• _WORK TO COMPLETE_:
Search the listing for the word "cloud" and return each line that contains it.

• _RECORDS PROVIDED_:
────────────────
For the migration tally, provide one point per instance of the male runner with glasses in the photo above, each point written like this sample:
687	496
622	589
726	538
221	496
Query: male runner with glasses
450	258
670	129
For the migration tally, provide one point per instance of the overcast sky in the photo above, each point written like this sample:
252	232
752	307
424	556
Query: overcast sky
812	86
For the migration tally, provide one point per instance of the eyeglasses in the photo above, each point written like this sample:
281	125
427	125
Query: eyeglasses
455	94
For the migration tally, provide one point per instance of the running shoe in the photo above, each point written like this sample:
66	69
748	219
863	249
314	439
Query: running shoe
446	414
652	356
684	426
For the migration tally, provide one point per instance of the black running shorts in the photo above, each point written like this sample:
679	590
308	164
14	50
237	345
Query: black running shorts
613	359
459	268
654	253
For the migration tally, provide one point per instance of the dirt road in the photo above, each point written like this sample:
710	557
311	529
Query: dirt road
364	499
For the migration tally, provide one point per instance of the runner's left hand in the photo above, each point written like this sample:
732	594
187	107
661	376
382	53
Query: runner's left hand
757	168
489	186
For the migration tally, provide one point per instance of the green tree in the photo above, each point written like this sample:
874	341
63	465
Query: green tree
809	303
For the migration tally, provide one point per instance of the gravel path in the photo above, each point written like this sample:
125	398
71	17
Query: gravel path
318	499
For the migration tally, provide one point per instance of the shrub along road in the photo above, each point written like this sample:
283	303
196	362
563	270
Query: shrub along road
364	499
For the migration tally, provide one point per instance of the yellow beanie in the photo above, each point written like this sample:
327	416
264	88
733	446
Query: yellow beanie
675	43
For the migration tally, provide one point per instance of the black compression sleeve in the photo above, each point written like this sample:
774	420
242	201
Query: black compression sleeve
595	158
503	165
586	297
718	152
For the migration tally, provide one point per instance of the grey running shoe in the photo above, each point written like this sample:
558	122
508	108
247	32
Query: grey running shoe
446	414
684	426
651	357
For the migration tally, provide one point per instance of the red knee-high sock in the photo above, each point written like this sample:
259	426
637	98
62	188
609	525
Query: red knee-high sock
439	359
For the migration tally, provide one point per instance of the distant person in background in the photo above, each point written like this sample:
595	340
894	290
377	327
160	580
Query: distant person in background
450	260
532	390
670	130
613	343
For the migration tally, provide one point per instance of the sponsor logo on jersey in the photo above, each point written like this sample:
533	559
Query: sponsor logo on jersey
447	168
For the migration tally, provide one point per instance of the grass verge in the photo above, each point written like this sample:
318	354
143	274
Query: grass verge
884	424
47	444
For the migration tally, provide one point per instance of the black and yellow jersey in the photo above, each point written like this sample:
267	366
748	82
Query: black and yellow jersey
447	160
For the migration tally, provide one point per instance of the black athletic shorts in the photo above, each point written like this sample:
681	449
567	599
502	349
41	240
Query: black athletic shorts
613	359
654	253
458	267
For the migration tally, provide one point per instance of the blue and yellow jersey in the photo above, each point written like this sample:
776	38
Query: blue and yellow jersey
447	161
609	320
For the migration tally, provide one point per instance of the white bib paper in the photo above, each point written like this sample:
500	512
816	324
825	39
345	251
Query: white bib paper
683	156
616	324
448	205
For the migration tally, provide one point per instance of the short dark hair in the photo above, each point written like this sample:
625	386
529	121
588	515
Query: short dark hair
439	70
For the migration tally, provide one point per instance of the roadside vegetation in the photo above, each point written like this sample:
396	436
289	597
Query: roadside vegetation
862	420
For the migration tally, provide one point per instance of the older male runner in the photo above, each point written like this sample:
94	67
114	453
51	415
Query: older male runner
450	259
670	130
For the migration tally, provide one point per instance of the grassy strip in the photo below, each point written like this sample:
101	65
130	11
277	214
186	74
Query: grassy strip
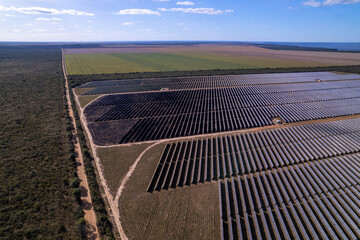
37	167
103	223
76	80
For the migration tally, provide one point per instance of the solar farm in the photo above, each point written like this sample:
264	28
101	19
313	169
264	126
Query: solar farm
261	156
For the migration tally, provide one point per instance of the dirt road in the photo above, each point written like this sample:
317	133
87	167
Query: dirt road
90	216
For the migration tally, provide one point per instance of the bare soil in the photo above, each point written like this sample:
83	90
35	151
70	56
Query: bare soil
89	213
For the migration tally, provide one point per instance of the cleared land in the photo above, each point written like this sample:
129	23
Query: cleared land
197	57
149	116
195	180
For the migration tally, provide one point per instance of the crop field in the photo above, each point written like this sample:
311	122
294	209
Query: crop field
155	59
149	116
230	157
156	84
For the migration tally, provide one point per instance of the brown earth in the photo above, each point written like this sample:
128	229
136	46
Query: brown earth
89	213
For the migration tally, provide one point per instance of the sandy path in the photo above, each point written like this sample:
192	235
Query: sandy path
114	206
114	202
90	216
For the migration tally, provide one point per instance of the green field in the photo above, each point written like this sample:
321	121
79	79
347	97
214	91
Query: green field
154	62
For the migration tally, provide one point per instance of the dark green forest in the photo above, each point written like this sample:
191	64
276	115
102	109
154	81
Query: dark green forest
36	168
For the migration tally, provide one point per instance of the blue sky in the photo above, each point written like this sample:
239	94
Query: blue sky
151	20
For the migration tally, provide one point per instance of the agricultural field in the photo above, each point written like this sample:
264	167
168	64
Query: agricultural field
195	57
261	156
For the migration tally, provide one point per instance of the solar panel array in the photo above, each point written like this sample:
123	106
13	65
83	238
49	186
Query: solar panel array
161	115
318	200
299	182
206	159
176	83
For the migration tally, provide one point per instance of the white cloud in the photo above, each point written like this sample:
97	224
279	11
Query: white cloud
────────────────
• _EXPECTED OUTPUT_:
For the migration tally, provide one point per instance of the white cloud in the photo above, each point written like this sample:
Query: white cloud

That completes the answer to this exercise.